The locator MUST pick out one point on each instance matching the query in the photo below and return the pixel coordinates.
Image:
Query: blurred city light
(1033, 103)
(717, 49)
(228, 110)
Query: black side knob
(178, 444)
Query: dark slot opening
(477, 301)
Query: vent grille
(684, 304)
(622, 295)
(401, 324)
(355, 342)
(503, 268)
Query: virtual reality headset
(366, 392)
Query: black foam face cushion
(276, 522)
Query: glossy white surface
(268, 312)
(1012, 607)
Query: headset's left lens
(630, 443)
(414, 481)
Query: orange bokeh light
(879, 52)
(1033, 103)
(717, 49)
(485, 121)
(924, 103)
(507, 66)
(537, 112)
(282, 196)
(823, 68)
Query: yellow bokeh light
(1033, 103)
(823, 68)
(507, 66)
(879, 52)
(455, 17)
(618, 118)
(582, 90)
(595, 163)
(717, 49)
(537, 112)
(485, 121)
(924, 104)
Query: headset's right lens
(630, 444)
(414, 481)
---
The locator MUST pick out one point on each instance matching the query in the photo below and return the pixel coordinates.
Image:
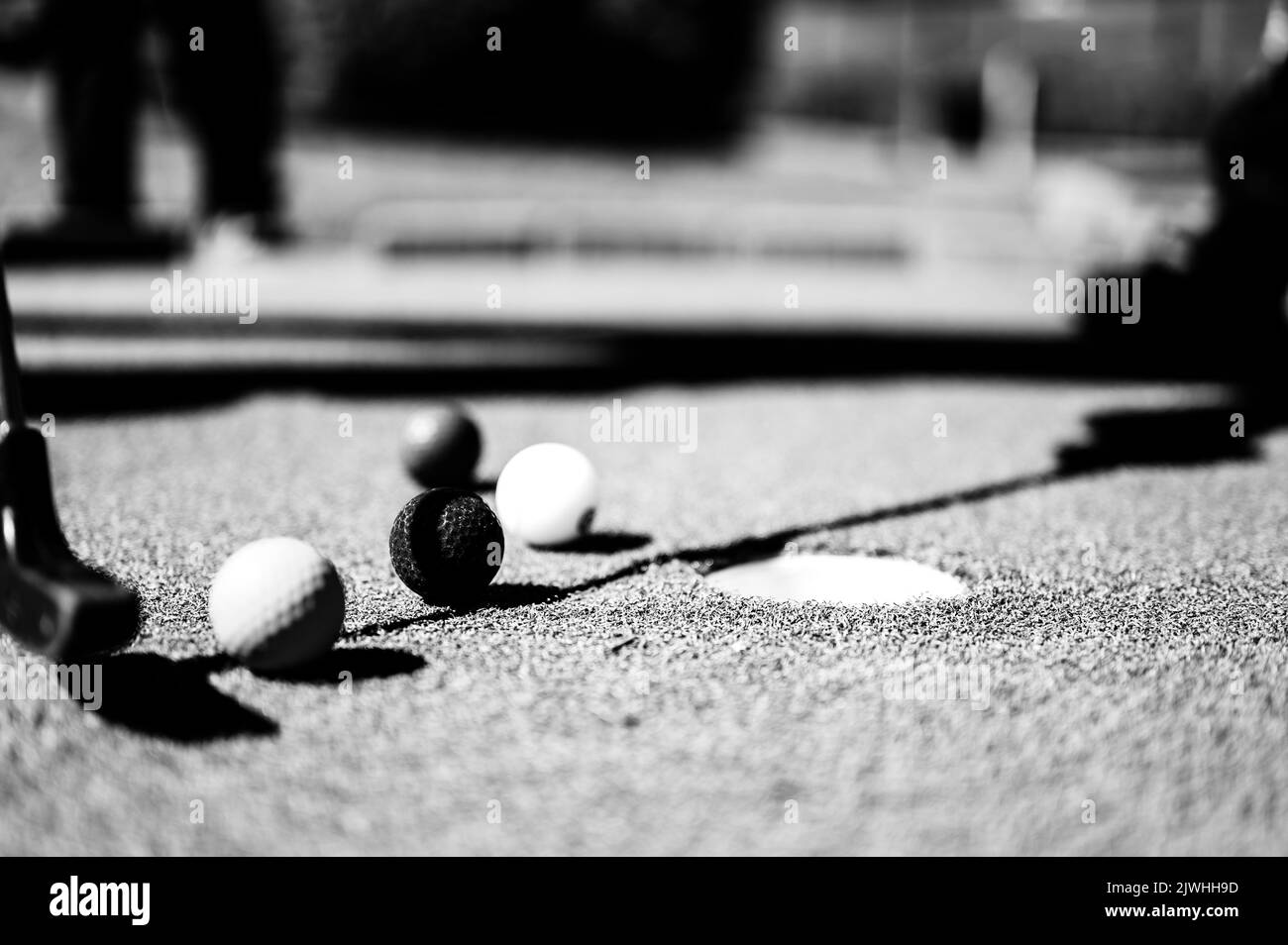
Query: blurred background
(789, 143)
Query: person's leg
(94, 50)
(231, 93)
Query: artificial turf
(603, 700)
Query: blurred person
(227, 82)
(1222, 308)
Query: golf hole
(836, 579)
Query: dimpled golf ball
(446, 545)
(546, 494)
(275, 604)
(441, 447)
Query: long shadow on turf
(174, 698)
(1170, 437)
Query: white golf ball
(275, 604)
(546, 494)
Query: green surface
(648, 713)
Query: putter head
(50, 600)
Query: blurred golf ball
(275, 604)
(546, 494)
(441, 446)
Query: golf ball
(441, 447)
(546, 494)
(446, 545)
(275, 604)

*What the exercise asks*
Gather every line in the listing above that contains the word "golf", and copy each one word for word.

*Response for this exercise*
Query: golf hole
Query: dimpled golf ball
Query: white golf ball
Query: blurred golf ball
Query: golf ball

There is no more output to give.